Look for "sneaker" in the records and copy every line that has it.

*** Material for the task Section Begins ***

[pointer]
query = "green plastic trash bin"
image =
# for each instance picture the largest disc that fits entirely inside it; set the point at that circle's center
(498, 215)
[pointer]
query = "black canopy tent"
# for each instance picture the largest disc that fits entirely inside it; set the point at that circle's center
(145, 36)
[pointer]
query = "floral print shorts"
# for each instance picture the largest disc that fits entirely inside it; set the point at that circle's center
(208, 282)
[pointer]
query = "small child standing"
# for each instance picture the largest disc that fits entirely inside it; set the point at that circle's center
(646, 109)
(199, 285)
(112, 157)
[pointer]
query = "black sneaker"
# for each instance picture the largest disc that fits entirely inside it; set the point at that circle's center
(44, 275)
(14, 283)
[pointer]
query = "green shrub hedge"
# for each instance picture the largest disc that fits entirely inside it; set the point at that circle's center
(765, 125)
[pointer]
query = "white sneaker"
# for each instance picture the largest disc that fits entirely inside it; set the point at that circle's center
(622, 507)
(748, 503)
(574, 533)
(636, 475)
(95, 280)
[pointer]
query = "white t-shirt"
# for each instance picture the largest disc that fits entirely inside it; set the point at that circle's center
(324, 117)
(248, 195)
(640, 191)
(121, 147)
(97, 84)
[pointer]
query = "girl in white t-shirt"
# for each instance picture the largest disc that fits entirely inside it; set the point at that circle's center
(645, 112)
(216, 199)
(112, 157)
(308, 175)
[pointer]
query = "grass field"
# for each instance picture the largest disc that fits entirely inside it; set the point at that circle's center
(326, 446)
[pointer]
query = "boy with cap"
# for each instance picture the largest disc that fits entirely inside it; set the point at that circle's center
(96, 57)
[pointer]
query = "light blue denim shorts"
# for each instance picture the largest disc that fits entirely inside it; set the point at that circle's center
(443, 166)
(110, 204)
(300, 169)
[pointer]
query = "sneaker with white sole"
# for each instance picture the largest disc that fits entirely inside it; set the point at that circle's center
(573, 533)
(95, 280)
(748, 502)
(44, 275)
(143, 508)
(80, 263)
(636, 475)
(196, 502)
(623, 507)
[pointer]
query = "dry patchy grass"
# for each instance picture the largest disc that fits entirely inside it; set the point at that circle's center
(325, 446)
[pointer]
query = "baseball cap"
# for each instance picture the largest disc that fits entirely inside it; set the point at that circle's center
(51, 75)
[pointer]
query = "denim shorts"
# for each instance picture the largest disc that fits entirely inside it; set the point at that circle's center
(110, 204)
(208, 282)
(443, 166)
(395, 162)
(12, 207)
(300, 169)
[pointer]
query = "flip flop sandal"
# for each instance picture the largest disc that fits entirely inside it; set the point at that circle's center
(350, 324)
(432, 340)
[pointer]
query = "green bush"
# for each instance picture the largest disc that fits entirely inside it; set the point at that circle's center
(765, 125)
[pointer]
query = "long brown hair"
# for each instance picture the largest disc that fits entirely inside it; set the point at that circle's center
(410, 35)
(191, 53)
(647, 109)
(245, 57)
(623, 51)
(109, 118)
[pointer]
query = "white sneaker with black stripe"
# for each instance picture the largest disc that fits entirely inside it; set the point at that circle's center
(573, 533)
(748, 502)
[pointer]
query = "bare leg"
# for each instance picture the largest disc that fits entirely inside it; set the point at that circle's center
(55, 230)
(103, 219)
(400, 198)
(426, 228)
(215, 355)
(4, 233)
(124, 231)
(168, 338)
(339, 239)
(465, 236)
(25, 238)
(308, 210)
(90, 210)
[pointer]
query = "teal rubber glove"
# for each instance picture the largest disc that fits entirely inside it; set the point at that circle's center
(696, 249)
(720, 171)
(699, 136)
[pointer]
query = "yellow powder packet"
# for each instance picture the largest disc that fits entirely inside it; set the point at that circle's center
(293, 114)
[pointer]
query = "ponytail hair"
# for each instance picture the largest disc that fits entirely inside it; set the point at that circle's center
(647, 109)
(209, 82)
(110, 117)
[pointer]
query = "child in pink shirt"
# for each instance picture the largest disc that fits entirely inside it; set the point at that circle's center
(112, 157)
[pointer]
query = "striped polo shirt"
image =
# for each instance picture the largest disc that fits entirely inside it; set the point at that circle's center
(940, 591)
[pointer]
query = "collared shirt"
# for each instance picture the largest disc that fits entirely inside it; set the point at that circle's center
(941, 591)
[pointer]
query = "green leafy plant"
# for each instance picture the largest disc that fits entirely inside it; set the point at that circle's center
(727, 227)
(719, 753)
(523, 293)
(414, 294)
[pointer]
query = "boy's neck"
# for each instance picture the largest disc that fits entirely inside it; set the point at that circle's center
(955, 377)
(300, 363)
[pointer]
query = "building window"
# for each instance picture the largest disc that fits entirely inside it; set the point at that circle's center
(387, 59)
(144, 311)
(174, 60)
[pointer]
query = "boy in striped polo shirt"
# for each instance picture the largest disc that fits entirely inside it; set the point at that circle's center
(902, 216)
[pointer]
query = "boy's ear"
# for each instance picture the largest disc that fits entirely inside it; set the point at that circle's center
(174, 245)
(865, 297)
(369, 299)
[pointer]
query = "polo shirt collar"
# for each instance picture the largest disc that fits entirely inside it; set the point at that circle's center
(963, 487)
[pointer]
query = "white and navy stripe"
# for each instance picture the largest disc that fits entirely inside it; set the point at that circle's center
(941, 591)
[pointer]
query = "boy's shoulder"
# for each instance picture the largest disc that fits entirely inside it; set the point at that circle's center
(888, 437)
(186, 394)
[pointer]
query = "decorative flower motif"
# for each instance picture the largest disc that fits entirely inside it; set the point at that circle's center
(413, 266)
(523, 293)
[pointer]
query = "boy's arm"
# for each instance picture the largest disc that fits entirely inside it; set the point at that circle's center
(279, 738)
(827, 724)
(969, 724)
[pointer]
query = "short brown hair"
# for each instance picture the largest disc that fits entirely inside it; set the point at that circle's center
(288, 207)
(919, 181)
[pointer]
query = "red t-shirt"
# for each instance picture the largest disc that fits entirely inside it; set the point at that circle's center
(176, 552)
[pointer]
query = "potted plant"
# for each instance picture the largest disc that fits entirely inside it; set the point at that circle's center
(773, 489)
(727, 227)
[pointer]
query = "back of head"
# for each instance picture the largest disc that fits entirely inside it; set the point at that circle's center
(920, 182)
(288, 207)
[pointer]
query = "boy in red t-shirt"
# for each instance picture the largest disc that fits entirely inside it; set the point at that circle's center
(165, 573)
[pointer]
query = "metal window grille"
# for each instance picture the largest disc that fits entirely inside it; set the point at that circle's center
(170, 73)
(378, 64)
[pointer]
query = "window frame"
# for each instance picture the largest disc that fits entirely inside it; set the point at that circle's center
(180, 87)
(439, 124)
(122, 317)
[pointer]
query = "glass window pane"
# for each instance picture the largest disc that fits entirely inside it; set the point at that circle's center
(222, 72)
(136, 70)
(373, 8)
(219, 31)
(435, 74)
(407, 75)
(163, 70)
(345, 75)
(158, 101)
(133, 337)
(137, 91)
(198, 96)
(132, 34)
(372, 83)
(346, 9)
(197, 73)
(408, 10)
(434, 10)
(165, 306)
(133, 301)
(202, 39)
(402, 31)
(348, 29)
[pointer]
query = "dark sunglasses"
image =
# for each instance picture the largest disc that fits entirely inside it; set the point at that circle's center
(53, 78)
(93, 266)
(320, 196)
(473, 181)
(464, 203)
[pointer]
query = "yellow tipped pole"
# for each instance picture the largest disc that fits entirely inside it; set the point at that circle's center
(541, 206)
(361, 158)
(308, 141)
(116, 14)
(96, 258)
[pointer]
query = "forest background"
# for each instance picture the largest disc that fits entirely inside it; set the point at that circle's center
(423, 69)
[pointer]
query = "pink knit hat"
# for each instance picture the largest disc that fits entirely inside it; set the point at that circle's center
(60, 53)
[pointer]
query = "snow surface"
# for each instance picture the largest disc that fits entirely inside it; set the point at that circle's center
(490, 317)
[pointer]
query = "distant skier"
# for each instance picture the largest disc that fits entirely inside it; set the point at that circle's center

*** Material for the task Section Ends ***

[Result below]
query = "black sneaker"
query = "white sneaker"
query = "sneaker with white sole"
query = "white sneaker with black stripe"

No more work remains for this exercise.